→ GIVEN INSTRUCTION
Transcribe the passage on mock trials below word for word, starting with "I once worked" and going on through "on half-way measures.".

→ PAGE EXCERPT
_ _ _ _ _ _ _
I once worked with lawyers who had a terribly weak case for the plaintiff. They “focus grouped” their case to people who worked across the hall from them, (non-lawyers) who gave them very positive feedback. We subsequently did a professional mock trial for the lawyers and recruited jurors who had no connection with the lawyers. Jurors were paid for their participation and did not know which side sponsored the project. These mock jurors reacted quite differently from the people across the hall. They HATED the case and felt free to say so. A time and resources needed to conduct a mock trial should not be squandered on half-way measures.
The mock trial should answer all of your questions about the case: It would be a real shame if a mock trial tested out damages but not liability: How could jurors put a fair number on a case if they were not privy to all salient liability issues? It would also be a real shame if the mock trial tested out one main issue but not the other: How else could the attorney decide which issue is easier to prove? The mock trial should also give the attorney some insight into who might be the best or worst jurors to select during the voir dire.
The only way to reap all this important feedback is in the mock trial’s set-up. For example, jurors should be questioned throughout the proceeding: Written juror questionnaires should assess juror’s pre-existing attitudes and experiences, as well as their specific feelings about the issues and parties. Jurors’ individual opinions are as important as the jury deliberations since assessments of case strengths and weaknesses are most reliable when based on juror’s individual responses.
_ _ _ _ _ _ _
→ Entries from a pointing dataset
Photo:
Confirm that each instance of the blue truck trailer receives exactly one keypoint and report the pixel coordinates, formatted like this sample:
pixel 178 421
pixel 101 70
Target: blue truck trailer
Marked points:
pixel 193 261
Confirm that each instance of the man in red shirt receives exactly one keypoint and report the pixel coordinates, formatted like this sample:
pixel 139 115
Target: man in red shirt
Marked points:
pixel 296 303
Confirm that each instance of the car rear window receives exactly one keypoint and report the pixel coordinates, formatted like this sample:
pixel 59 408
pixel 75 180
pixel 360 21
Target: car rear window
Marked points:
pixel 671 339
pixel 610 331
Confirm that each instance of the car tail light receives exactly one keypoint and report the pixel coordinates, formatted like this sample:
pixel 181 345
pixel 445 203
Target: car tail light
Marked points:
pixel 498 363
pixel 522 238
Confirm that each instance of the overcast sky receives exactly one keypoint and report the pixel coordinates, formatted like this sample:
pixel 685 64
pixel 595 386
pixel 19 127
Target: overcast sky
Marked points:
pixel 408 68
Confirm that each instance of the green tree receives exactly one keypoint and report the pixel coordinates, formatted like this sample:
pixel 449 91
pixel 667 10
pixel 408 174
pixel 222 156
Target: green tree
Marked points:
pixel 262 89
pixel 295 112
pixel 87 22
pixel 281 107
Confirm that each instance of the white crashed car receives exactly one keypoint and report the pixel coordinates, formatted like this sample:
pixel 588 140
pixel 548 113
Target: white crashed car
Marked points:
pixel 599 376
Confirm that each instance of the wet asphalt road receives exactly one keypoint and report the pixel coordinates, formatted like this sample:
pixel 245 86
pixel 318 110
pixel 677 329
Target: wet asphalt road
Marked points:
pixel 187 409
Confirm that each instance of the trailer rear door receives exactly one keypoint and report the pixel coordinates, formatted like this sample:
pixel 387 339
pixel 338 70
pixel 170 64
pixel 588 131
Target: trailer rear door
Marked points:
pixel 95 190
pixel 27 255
_ _ _ _ _ _ _
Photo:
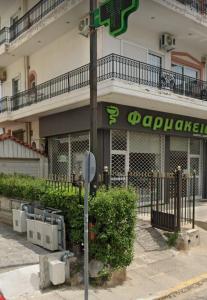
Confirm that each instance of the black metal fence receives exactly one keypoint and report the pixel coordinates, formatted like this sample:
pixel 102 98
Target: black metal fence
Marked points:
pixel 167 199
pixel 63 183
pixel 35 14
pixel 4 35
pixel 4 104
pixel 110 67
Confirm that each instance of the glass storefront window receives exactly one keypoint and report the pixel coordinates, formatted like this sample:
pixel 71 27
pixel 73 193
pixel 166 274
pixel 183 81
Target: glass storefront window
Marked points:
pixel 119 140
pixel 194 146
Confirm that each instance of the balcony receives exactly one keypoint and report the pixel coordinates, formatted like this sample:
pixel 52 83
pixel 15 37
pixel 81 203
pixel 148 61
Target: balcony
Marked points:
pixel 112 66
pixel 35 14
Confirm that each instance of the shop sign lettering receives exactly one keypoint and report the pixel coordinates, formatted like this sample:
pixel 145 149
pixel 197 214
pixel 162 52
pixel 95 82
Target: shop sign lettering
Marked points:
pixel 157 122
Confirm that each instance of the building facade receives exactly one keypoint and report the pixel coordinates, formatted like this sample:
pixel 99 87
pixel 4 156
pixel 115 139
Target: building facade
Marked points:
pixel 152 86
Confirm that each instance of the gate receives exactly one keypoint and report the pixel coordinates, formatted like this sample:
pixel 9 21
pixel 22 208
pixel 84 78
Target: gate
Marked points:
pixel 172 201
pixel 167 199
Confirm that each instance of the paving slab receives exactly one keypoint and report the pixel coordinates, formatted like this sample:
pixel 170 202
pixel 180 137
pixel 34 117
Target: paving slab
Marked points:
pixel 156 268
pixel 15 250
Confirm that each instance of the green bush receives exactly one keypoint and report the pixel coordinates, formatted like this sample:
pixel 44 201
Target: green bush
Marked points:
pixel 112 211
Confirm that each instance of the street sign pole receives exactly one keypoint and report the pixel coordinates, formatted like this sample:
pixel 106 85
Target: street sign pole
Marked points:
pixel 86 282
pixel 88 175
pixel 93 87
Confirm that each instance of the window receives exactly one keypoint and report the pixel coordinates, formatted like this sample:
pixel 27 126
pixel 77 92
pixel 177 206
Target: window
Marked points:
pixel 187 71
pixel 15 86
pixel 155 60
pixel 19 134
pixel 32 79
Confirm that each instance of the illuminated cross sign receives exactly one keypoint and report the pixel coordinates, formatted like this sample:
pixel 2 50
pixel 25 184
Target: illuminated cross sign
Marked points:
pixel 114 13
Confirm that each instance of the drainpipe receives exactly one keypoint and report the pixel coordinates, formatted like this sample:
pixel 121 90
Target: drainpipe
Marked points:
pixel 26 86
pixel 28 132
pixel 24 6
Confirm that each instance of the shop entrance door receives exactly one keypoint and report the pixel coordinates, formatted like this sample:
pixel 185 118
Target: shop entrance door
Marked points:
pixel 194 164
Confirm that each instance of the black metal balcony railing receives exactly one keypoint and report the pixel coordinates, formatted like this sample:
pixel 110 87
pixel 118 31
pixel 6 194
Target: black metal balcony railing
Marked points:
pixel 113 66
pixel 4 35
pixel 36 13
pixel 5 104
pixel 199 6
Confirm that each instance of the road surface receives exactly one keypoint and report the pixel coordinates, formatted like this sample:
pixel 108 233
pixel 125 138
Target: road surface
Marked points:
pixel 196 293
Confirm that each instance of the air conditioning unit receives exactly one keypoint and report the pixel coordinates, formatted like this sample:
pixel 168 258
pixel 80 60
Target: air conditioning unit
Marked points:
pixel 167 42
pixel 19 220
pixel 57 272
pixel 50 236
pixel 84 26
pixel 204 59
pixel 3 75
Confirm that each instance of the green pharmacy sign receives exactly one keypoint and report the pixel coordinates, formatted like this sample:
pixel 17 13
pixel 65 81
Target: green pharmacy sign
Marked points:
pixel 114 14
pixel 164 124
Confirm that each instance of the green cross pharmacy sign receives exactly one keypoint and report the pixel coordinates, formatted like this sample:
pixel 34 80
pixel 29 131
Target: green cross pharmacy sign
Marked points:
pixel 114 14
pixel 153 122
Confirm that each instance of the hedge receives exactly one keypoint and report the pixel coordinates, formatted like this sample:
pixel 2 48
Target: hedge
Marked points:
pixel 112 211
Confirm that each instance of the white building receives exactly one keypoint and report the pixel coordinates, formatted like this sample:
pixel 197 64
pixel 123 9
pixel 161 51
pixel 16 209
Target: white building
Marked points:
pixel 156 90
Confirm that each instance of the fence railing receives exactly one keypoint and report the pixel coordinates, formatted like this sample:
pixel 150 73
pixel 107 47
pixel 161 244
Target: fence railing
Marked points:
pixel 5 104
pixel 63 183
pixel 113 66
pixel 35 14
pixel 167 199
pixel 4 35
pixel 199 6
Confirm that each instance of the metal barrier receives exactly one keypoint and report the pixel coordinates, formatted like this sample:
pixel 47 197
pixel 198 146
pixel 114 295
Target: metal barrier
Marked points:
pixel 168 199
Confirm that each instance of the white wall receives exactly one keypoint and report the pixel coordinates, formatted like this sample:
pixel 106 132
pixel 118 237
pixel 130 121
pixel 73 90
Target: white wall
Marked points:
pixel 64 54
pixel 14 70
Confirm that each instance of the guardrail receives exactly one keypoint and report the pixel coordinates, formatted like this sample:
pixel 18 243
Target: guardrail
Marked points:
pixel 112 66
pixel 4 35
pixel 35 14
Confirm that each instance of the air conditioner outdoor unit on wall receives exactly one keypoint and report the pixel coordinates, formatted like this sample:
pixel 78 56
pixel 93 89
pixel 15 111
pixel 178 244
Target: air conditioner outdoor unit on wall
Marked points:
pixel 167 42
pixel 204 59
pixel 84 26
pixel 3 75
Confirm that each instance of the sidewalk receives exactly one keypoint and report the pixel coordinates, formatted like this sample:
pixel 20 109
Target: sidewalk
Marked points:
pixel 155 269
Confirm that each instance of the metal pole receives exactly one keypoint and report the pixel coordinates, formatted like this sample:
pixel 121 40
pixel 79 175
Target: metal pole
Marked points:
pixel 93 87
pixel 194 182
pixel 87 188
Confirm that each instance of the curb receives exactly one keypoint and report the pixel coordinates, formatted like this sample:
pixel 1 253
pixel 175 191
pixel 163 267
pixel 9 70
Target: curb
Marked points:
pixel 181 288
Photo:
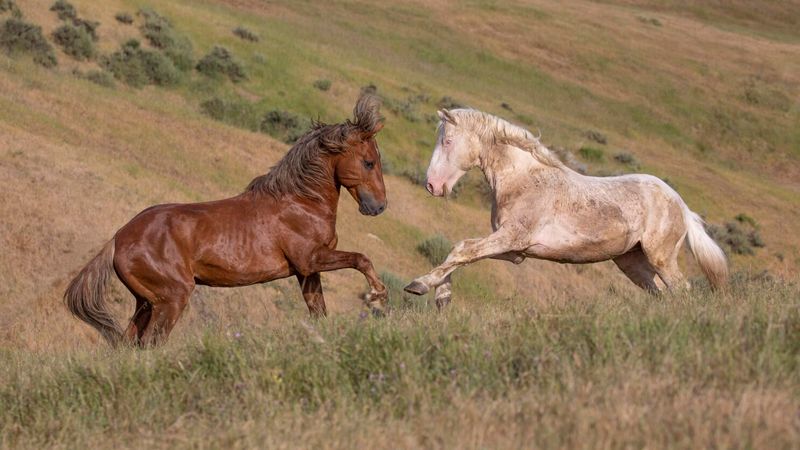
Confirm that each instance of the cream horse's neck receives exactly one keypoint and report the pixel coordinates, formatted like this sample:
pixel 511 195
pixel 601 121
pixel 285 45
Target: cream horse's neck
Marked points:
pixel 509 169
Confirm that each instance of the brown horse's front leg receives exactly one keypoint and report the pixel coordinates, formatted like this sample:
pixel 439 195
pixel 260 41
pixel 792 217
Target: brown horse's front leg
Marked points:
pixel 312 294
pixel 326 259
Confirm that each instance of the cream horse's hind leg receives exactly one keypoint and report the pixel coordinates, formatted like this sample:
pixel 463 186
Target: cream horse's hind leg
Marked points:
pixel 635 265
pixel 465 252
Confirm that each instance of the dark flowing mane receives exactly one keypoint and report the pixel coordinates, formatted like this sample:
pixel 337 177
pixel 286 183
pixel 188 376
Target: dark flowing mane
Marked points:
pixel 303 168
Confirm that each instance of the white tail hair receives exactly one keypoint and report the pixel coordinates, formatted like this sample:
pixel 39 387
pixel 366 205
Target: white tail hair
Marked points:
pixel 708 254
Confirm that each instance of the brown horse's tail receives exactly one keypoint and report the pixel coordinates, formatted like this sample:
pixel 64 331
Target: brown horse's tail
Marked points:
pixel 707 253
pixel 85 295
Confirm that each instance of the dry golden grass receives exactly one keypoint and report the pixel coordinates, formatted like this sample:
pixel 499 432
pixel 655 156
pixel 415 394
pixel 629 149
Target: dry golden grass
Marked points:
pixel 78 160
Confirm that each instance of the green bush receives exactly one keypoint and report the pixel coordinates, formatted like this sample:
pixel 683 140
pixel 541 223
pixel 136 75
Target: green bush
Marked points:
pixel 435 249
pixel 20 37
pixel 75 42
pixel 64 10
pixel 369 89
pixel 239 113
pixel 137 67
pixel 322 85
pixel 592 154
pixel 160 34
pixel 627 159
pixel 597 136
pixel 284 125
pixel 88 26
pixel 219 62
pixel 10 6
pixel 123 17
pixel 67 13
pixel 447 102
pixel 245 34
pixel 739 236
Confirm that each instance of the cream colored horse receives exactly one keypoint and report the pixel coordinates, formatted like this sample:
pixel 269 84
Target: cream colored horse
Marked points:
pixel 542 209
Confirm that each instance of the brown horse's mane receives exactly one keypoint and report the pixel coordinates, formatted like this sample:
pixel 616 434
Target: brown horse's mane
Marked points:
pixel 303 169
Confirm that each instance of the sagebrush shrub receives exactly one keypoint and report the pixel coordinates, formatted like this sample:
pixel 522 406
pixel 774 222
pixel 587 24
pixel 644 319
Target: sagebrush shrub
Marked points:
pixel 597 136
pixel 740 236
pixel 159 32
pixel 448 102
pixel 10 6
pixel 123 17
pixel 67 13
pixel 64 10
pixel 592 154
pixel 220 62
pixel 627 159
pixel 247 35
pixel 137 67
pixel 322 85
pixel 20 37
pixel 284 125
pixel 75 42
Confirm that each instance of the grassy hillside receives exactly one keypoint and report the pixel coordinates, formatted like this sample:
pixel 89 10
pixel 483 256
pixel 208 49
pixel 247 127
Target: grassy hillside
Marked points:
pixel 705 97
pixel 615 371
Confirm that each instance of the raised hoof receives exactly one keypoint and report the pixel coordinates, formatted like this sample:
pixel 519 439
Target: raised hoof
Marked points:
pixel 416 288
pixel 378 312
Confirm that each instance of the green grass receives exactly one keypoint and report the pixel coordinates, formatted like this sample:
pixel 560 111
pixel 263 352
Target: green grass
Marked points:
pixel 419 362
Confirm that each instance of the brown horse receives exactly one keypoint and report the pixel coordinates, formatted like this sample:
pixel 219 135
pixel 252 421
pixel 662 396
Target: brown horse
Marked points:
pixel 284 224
_ _ _ _ _ _ _
→ OUTPUT FOR THIS EXERCISE
I once worked with lawyers who had a terribly weak case for the plaintiff. They “focus grouped” their case to people who worked across the hall from them, (non-lawyers) who gave them very positive feedback. We subsequently did a professional mock trial for the lawyers and recruited jurors who had no connection with the lawyers. Jurors were paid for their participation and did not know which side sponsored the project. These mock jurors reacted quite differently from the people across the hall. They HATED the case and felt free to say so. A time and resources needed to conduct a mock trial should not be squandered on half-way measures.